RESOLVED: Not in this extension. This capability will be provided in
NV_gpu_shader5.
(11) Should we support per-sample interpolation of attributes? If so,
how?
RESOLVED. Yes. When multisample rasterization is enabled, qualifying
one or more fragment shader inputs with "sample" will force per-sample
interpolation of those attributes. If the same shader includes other
fragment inputs not qualified with sample, those attributes may be
interpolated per-pixel (i.e., all samples get the same values, likely
evaluated at the pixel center).
(12) Should we reserve "sample" as a keyword for per-sample interpolation
qualifiers, or use something more obscure, such as "per_sample"?
RESOLVED: This extension uses "sample".
(13) What should be the base data type for the bitCount(), findLSB(), and
findMSB() functions -- signed or unsigned integers?
RESOLVED: These functions will return signed values, with -1 returned
by findLSB/findMSB if no bit is found. Note that the shading language
supports implicit conversions of signed integers to unsigned, which
makes it easy enough if an unsigned result is desired.
(14) Why do EmitVertex() and EndPrimitive() begin with capitalized words
while most of the other built-ins start with a lower-case (e.g.,
emitVertex)? Which precedent should the new per-vertex stream emit
and end primitive functions follow?

Stored data:

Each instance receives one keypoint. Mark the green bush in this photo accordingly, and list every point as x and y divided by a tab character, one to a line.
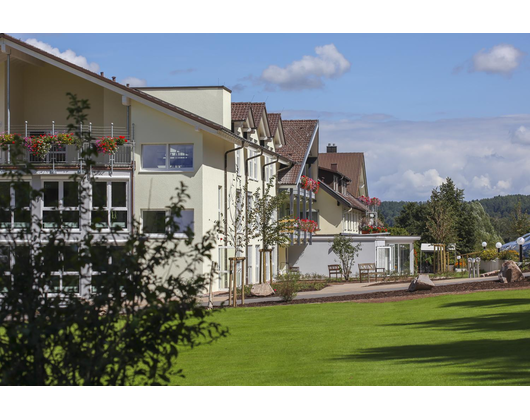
288	287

The problem:
Do the following statements agree with the extension issues text? For each, write yes or no and quote the words from the text that decide it.
1. When multisample rasterization is enabled, fragment shader inputs qualified with "sample" are interpolated per sample.
2. If no bit is found, findLSB returns 0.
3. The bitCount() function returns unsigned values.
Base your answer only on the extension issues text.

Answer for this exercise:
1. Yes: "will force per-sample interpolation of those attributes"
2. No: "with -1 returned by findLSB/findMSB if no bit is found"
3. No: "These functions will return signed values"